Problem:
Print the line that contains "In the photo above, each instance of the tree bark" and every line after it through the last line of the records below, exactly as written and nothing else.

[Referring expression data]
*** Begin section ***

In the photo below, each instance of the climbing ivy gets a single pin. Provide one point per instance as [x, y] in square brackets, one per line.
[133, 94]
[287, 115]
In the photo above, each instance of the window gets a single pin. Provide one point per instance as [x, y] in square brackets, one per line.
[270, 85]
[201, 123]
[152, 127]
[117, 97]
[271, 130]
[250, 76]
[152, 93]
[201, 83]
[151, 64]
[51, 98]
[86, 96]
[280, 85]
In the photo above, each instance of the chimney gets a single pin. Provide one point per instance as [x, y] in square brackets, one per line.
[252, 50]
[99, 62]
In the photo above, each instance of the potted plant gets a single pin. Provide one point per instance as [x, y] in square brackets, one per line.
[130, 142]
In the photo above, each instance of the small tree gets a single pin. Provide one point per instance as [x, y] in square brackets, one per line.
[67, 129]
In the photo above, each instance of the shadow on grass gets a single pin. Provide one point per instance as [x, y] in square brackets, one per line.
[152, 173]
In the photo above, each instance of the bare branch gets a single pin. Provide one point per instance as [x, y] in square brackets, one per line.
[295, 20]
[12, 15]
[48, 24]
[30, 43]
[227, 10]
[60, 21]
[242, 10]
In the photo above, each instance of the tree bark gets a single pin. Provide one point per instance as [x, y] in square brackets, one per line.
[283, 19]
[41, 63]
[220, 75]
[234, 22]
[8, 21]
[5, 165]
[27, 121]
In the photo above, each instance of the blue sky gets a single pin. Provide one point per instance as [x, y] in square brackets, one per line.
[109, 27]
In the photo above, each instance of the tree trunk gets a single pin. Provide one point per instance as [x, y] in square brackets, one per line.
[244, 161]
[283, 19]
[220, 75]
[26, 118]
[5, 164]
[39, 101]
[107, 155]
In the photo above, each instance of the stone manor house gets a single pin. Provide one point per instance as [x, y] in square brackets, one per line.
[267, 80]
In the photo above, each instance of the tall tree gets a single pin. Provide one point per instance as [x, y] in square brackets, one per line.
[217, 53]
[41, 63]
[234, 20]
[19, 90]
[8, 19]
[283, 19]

*** End section ***

Result for this exercise:
In the photo above, each instance of the tree bark gets a single pin. Provide one point per instance as [x, y] in square brackets, one per line.
[283, 19]
[41, 63]
[220, 75]
[234, 22]
[8, 21]
[5, 165]
[27, 121]
In the photo above, each instance of the blue sky gets a single pin. Provide one point per instance as [x, y] in square brackets, one per line.
[109, 27]
In the photo above, each instance of the tree trunk gets a single pin. Provide one point per instance as [x, y] in square brackets, one per line.
[244, 161]
[283, 19]
[220, 75]
[26, 118]
[5, 164]
[39, 101]
[107, 155]
In the photo above, each instance of the stone manor house gets a single pin. Provide one point per instance as [x, y] in square brackets, one per line.
[267, 80]
In the photo above, each instance of the tall tree gets a single pin. Provide one point per instance as [x, y] in square brackets, one per line.
[217, 53]
[41, 63]
[234, 20]
[19, 90]
[8, 19]
[283, 19]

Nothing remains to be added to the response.